* Exercise requirements *
In the records below, find the line holding "Target: man's hand" and the line holding "white trousers, one". Set down both, with every line between them, exactly.

Dataset records Block Start

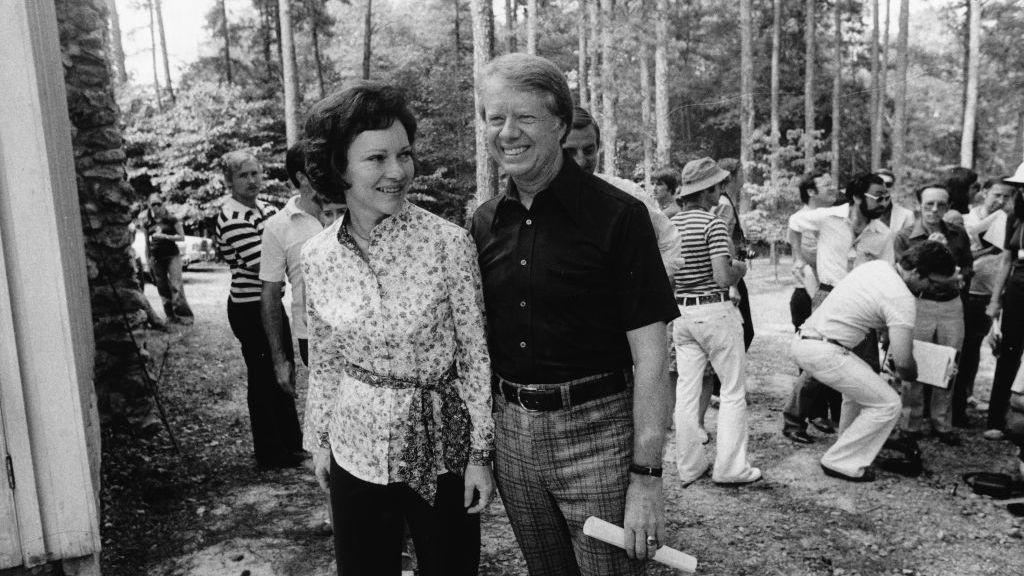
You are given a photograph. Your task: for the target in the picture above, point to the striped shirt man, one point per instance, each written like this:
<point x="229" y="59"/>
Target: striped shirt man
<point x="240" y="230"/>
<point x="702" y="237"/>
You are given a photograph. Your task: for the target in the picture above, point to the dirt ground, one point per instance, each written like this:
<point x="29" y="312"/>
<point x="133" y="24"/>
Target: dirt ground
<point x="208" y="511"/>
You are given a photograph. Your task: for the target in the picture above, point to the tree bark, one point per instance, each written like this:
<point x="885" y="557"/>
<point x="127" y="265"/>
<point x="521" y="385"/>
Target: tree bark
<point x="368" y="31"/>
<point x="776" y="45"/>
<point x="875" y="89"/>
<point x="608" y="91"/>
<point x="227" y="41"/>
<point x="837" y="90"/>
<point x="531" y="27"/>
<point x="745" y="97"/>
<point x="153" y="49"/>
<point x="899" y="120"/>
<point x="289" y="73"/>
<point x="809" y="87"/>
<point x="663" y="129"/>
<point x="117" y="45"/>
<point x="486" y="172"/>
<point x="971" y="105"/>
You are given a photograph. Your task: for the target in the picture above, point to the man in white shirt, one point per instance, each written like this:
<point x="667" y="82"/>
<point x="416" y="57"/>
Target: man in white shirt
<point x="848" y="235"/>
<point x="873" y="296"/>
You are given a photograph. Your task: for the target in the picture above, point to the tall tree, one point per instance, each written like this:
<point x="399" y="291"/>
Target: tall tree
<point x="663" y="129"/>
<point x="163" y="47"/>
<point x="745" y="95"/>
<point x="368" y="32"/>
<point x="899" y="116"/>
<point x="531" y="27"/>
<point x="117" y="45"/>
<point x="609" y="130"/>
<point x="289" y="72"/>
<point x="483" y="29"/>
<point x="809" y="40"/>
<point x="776" y="46"/>
<point x="971" y="103"/>
<point x="837" y="89"/>
<point x="875" y="89"/>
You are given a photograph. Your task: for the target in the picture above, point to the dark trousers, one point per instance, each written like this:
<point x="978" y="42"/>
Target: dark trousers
<point x="276" y="436"/>
<point x="1010" y="352"/>
<point x="370" y="525"/>
<point x="976" y="327"/>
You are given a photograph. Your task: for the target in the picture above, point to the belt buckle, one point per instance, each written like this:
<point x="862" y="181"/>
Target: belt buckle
<point x="519" y="399"/>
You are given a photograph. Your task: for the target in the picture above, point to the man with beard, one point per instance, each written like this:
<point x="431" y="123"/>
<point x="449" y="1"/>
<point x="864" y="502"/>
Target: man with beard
<point x="848" y="235"/>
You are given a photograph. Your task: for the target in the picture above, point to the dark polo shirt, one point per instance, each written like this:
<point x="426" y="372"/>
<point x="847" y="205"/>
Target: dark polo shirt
<point x="565" y="280"/>
<point x="957" y="242"/>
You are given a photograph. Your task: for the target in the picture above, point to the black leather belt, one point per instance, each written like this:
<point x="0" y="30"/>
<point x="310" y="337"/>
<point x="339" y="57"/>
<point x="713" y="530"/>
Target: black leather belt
<point x="547" y="398"/>
<point x="702" y="299"/>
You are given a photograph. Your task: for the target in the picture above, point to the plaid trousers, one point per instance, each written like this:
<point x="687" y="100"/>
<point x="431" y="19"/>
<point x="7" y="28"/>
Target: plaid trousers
<point x="556" y="468"/>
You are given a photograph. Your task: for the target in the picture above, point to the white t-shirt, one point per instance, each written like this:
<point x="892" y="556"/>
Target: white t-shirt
<point x="872" y="296"/>
<point x="284" y="236"/>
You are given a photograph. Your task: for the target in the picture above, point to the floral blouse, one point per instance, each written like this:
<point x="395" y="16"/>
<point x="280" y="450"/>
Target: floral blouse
<point x="397" y="337"/>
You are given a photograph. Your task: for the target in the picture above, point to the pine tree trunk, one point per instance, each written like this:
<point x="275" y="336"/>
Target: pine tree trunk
<point x="289" y="72"/>
<point x="899" y="120"/>
<point x="117" y="46"/>
<point x="531" y="27"/>
<point x="663" y="129"/>
<point x="153" y="49"/>
<point x="875" y="89"/>
<point x="486" y="172"/>
<point x="837" y="90"/>
<point x="368" y="31"/>
<point x="609" y="129"/>
<point x="227" y="41"/>
<point x="745" y="98"/>
<point x="776" y="44"/>
<point x="809" y="87"/>
<point x="971" y="105"/>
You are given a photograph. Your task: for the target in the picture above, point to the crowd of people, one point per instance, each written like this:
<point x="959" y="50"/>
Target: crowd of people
<point x="552" y="348"/>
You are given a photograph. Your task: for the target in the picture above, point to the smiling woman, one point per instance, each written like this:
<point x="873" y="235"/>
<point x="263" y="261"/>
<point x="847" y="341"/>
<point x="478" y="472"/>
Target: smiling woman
<point x="399" y="377"/>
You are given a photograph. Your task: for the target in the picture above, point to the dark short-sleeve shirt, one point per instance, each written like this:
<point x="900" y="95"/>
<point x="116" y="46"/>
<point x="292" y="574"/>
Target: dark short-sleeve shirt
<point x="564" y="281"/>
<point x="956" y="240"/>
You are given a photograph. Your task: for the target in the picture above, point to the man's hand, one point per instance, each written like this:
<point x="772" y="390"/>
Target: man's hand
<point x="644" y="517"/>
<point x="478" y="480"/>
<point x="322" y="467"/>
<point x="284" y="373"/>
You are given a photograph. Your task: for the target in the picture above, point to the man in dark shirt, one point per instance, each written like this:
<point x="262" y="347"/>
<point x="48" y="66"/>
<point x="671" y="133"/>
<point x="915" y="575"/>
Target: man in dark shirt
<point x="577" y="299"/>
<point x="940" y="312"/>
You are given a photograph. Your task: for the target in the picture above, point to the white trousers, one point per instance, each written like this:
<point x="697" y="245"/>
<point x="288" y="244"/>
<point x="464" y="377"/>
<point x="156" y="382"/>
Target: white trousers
<point x="870" y="406"/>
<point x="711" y="332"/>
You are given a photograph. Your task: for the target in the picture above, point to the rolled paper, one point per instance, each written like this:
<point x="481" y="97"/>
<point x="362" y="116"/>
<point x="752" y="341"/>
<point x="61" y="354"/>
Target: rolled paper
<point x="614" y="535"/>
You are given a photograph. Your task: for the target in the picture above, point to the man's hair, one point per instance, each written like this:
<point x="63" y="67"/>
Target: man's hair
<point x="295" y="161"/>
<point x="929" y="257"/>
<point x="233" y="160"/>
<point x="807" y="184"/>
<point x="532" y="74"/>
<point x="336" y="120"/>
<point x="918" y="193"/>
<point x="582" y="118"/>
<point x="666" y="176"/>
<point x="860" y="183"/>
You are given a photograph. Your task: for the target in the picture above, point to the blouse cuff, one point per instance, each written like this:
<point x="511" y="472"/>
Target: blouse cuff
<point x="481" y="457"/>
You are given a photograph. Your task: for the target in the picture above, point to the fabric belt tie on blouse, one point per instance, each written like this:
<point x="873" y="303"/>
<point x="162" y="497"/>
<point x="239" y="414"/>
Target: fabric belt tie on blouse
<point x="418" y="464"/>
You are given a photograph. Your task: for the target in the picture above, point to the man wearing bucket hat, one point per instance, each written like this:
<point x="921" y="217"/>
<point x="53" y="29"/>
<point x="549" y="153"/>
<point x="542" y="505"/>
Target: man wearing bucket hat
<point x="710" y="329"/>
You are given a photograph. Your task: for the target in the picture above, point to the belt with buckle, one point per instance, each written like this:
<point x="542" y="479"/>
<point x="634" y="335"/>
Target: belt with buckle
<point x="549" y="397"/>
<point x="702" y="298"/>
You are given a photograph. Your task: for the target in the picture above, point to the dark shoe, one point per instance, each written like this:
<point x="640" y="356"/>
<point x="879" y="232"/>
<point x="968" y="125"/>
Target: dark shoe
<point x="868" y="475"/>
<point x="800" y="437"/>
<point x="823" y="424"/>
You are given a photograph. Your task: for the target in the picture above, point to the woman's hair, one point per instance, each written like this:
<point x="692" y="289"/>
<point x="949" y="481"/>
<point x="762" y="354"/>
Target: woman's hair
<point x="338" y="119"/>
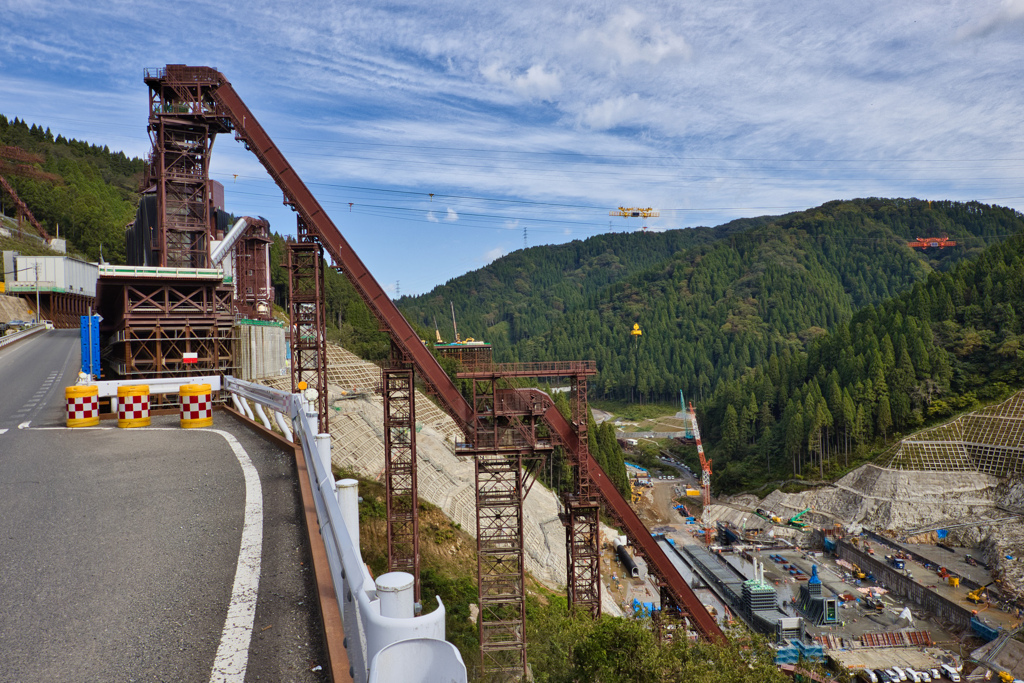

Dataset records Block End

* Solution to the exercise *
Target: man's hand
<point x="644" y="517"/>
<point x="478" y="480"/>
<point x="322" y="467"/>
<point x="284" y="373"/>
You are given a photograph. Your task: for the target in the picture above, point to the man in dark shirt, one point per instance, each written like this:
<point x="262" y="347"/>
<point x="48" y="66"/>
<point x="671" y="133"/>
<point x="915" y="575"/>
Target: man in dark shirt
<point x="577" y="299"/>
<point x="940" y="312"/>
You are given a photograph. Your task: for the target in the picture above, point to the white trousers, one point per instance, each written like this:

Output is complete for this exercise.